Problem to work on - Make an exact copy of every entry, from the first line to the last.
--
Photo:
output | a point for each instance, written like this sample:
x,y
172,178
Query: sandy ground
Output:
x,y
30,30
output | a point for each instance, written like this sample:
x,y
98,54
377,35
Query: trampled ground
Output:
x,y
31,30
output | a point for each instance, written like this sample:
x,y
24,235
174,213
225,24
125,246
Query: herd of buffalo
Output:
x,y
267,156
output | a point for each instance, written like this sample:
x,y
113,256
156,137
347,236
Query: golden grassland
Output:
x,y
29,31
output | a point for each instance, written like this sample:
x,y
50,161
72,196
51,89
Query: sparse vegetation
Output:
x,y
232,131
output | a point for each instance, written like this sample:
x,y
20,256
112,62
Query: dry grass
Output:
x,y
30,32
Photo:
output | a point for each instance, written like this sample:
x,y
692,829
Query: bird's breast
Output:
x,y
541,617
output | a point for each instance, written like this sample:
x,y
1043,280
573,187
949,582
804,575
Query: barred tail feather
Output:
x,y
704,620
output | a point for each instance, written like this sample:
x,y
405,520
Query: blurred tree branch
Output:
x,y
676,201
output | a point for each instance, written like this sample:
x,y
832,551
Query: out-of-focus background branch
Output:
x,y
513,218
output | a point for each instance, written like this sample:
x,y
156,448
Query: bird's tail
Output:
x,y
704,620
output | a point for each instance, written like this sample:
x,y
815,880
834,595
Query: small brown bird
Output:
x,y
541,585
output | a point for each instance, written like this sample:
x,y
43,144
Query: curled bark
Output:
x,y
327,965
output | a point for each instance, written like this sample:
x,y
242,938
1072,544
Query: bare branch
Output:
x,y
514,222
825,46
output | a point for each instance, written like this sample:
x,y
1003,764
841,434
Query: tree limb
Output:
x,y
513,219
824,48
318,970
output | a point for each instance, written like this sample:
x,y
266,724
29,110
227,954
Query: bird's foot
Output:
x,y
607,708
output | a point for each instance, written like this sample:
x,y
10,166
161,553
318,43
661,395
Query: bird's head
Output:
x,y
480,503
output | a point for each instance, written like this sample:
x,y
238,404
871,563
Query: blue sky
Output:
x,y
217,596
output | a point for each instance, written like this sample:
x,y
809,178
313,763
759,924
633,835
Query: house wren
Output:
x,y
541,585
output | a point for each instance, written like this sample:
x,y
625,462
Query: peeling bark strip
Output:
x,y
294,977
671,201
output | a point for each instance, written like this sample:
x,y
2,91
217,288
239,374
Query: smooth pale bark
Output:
--
Your response -
Photo:
output | a point for each instance, written like this sample:
x,y
172,178
Query: sandy ground
Output:
x,y
30,30
output | a point for each instance, written like this sample:
x,y
98,54
377,35
Query: trampled ground
Output:
x,y
31,30
output | a point for each instance, written like this sample:
x,y
24,235
174,213
225,24
125,246
Query: herd of buffalo
Output:
x,y
267,156
output | a point for each instance, written like this sample:
x,y
113,256
156,137
347,236
Query: golden grassland
Output:
x,y
29,31
output | a point for each instance, written like this sample:
x,y
50,161
72,196
51,89
Query: sparse vegetation
Output:
x,y
232,131
output | a point for each instance, written like this sample:
x,y
20,256
112,62
Query: dry grass
Output:
x,y
30,32
Photo:
output | a point for each instance, written like this sample:
x,y
692,829
Query: bird's breast
Output:
x,y
541,617
output | a point for each instance, written like this sample:
x,y
1043,280
573,187
949,582
804,575
Query: barred tail feather
Output:
x,y
704,620
output | a point for each instance, written like this sample:
x,y
405,520
Query: blurred tree branch
Output:
x,y
676,201
output | a point for each instance, written like this sample:
x,y
832,551
Query: out-of-focus background branch
Output:
x,y
513,218
output | a point for each instance, written like this sample:
x,y
156,448
Query: bird's tail
Output:
x,y
704,620
output | a point for each instance, written like this sample:
x,y
815,880
834,595
Query: small brown bird
Output:
x,y
541,585
output | a point for each instance, written like this sample:
x,y
43,144
Query: curled bark
Output:
x,y
327,965
output | a point for each instance, written like this sample:
x,y
242,938
1072,544
Query: bare branch
Output:
x,y
514,222
825,46
output | a point for each instance, written like this sample:
x,y
1003,764
841,434
Query: tree limb
Output:
x,y
513,219
824,48
318,970
output | a point for each instance, written like this sample:
x,y
266,724
29,110
227,954
Query: bird's foot
Output:
x,y
607,708
output | a point for each instance, written like this sample:
x,y
10,166
161,553
318,43
661,395
Query: bird's head
Output:
x,y
480,503
output | a point for each instance, written like this sample:
x,y
238,404
871,563
Query: blue sky
Output:
x,y
217,596
output | a point for each instance, written like this sample:
x,y
809,178
313,763
759,924
633,835
Query: house wren
Output:
x,y
541,585
output | a point for each instance, written like this sample:
x,y
625,462
Query: peeling bark strip
Output:
x,y
294,977
671,201
output | a point for each instance, written like this sample:
x,y
2,91
217,288
239,374
Query: smooth pale bark
Output:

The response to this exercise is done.